INSTRUÇÃO A:
Em quantas das linhas abaixo aparece a palavra "place"? Conte-as e responda somente com o número.

TRECHO FORNECIDO:

Atualizado: 18 de ago. de 2021


Hoje já não sou mais como ontem, mas esse pensamento também precisa ser questionado.

De tempos em tempos costumo realizar uma espécie de Site Survey – termo usado em tecnologia para uma análise minuciosa do ambiente de rede. O método identifica a capacidade de transmissão de dados que a infraestrutura suporta e o que está atrapalhando ou obstruindo o perfeito funcionamento da conexão – áreas de sombra e zonas de interferência que possam estar presentes.

Especialmente em períodos de acontecimentos marcantes, sejam alterações abruptas, rotinas desajustadas ou fatores múltiplos combinados, aquele modelo de vida cultivado vai apresentando fissuras e obstruções. Como um corpo sujeito as leis da física, estaremos forçados a mudar de certa condição por forças inerciais.

DADOS A USAR:
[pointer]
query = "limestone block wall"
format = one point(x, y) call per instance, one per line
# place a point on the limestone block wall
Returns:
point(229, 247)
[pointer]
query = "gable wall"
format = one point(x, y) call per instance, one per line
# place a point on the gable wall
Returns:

INSTRUÇÃO B:
Dê continuidade à reflexão sobre mudança pessoal e Site Survey, começando logo após a última frase do trecho acima.

RESULTADO DA TAREFA A:
2

RESULTADO DA TAREFA B:
Normalmente temos que fazer a reprogramação em movimento. A não ser que você tenha o privilégio de ‘bater em retirada’, ‘sair desse mundo’ ou ser ‘mestre de seu próprio tempo’, o processo acontece no giro. Em solavancos ou em fases, lidando com as exigências e implicações externas, há uma espécie de bússola pessoal e intransferível balizando nossas decisões. E aí também reside nossa grande armadilha: a parcialidade da perspectiva –normalmente viciada e castigada – carrega viés de confirmação, que é nossa tendência em interpretar, relembrar ou pesquisar por informações de maneira a confirmar crenças ou hipóteses iniciais.


Representatividades e expectativas


As passagens de transição contêm elementos em comum em experiências particulares. Vou abordar sobre esta que tenho vivido e me dedicado a investigar mais profundamente: a Envelhescência .

O termo foi cunhado por Manoel Berlink, sociólogo e psicanalista, que descreve a fase da vida entre os 45 e 65 anos. É o momento em que observamos mudanças em nosso corpo, a correlação entre a passagem e finitude inexorável do tempo e a saciedade de nossa mente ativa, uma esperança irrequieta de projetos e desejos por acontecer. Com cuidado e sorte, rumamos bem para a velhice, logo ali.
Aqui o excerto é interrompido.